▸ **SOURCE MATERIAL**:
■ ■ ■ ■ ■

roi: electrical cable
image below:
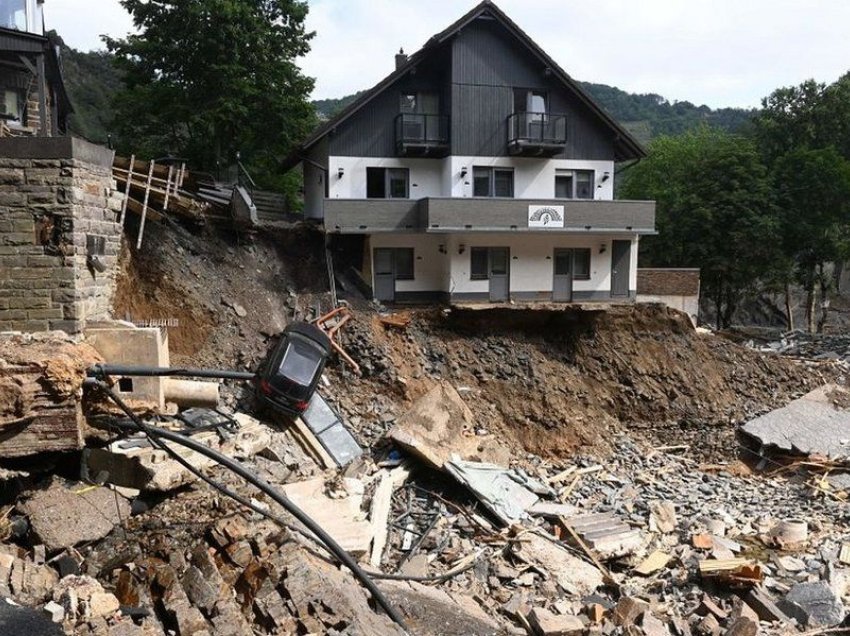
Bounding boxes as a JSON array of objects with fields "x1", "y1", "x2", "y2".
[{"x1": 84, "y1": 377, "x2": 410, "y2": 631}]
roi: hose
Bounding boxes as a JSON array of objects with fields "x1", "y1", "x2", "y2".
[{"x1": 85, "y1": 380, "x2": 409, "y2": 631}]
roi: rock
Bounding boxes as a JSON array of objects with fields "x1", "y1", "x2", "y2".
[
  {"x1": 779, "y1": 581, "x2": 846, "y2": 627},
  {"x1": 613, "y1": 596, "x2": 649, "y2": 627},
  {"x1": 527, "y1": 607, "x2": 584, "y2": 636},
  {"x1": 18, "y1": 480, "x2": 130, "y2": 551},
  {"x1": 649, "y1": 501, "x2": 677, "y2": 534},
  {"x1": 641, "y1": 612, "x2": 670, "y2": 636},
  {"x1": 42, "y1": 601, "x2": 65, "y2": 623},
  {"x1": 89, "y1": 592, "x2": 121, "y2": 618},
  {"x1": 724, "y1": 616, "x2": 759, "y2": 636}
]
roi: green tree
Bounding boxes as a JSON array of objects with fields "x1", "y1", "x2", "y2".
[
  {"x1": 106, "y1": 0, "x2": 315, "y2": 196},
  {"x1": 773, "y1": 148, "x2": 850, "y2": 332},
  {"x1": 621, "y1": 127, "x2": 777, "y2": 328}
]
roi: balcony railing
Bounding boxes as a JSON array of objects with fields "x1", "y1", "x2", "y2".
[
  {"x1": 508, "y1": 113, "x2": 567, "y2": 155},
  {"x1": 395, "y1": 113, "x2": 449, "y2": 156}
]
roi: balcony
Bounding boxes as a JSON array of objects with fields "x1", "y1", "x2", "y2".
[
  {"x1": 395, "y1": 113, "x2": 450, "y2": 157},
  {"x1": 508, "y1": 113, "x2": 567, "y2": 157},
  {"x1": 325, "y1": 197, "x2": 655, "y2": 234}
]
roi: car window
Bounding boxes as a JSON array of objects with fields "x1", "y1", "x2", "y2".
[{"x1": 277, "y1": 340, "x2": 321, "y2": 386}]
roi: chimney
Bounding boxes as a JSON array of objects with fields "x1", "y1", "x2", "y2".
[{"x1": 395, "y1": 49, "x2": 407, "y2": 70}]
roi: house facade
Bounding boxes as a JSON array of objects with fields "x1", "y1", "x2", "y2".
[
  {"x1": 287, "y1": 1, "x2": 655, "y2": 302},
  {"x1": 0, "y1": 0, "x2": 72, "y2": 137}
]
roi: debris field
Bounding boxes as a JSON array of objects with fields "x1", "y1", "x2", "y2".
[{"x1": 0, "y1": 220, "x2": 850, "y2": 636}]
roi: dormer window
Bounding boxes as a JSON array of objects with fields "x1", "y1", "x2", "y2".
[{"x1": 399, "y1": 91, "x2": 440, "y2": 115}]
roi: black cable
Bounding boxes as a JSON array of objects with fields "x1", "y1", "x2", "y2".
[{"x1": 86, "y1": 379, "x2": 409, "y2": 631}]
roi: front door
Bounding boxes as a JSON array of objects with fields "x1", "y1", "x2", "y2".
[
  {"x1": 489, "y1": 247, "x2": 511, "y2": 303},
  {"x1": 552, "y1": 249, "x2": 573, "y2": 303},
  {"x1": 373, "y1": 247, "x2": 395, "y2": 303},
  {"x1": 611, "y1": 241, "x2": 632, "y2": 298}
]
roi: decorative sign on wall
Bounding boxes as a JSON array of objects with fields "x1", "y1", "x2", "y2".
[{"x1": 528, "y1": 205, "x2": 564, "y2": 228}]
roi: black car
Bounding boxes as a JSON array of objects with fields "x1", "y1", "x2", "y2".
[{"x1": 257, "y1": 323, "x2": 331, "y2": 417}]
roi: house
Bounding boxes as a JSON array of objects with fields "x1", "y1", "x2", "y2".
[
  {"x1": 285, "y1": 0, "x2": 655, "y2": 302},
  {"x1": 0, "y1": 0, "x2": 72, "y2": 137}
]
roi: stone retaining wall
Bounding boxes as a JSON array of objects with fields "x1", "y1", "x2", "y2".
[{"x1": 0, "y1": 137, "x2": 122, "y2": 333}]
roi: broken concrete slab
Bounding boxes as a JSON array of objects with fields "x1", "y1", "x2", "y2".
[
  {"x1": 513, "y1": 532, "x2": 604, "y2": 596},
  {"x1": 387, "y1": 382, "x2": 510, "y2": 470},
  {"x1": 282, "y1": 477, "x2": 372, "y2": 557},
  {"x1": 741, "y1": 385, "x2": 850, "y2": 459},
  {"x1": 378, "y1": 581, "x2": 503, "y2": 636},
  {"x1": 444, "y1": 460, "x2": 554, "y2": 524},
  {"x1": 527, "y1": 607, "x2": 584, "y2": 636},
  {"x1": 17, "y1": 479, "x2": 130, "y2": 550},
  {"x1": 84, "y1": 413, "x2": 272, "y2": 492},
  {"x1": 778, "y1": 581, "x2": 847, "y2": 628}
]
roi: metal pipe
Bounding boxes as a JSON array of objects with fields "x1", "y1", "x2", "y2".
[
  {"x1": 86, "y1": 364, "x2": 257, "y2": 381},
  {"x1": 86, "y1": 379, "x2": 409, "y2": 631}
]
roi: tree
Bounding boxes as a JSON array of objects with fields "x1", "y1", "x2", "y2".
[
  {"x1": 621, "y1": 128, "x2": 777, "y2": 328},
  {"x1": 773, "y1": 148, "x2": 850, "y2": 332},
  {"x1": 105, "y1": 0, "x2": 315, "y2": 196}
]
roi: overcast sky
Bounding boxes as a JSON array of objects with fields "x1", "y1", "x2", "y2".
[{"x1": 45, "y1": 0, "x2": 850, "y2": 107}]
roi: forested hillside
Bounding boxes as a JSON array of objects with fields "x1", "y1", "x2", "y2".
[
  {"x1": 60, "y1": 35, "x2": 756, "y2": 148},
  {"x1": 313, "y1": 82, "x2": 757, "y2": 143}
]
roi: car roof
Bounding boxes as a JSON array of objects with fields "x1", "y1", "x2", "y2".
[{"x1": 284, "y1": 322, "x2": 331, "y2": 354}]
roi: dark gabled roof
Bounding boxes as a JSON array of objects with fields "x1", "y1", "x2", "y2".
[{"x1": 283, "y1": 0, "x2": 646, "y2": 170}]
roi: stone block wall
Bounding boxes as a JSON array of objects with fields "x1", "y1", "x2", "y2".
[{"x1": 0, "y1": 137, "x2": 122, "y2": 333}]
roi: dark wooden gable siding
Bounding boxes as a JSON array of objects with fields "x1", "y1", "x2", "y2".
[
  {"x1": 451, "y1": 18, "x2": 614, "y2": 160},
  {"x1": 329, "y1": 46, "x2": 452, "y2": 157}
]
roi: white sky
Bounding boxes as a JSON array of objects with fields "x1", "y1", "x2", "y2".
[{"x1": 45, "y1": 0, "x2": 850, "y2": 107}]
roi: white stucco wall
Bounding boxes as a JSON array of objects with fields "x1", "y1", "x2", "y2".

■ ■ ■ ■ ■

▸ **TASK**:
Copy out the data word for word, beginning at the line that contains "roi: car roof" and ending with the final line of the data.

▸ **RESPONSE**:
roi: car roof
Bounding boxes as a JSON array of objects with fields "x1", "y1", "x2", "y2".
[{"x1": 284, "y1": 322, "x2": 331, "y2": 354}]
roi: dark gabled roof
Bounding boxes as a JSON array of objects with fields "x1", "y1", "x2", "y2".
[{"x1": 283, "y1": 0, "x2": 646, "y2": 170}]
roi: stone block wall
Bounding boxes as a JSON array of objects with fields "x1", "y1", "x2", "y2".
[{"x1": 0, "y1": 137, "x2": 122, "y2": 333}]
roi: dark wooden gable siding
Bounding boxes as a JSON array of objects with fields "x1", "y1", "x2", "y2".
[
  {"x1": 451, "y1": 18, "x2": 614, "y2": 160},
  {"x1": 329, "y1": 46, "x2": 452, "y2": 157}
]
roi: white sky
Bounding boxes as a JSON array of objects with fields "x1", "y1", "x2", "y2".
[{"x1": 45, "y1": 0, "x2": 850, "y2": 107}]
roi: white stucco wall
Bounding boxes as a JSON array of objects with fields "x1", "y1", "x2", "y2".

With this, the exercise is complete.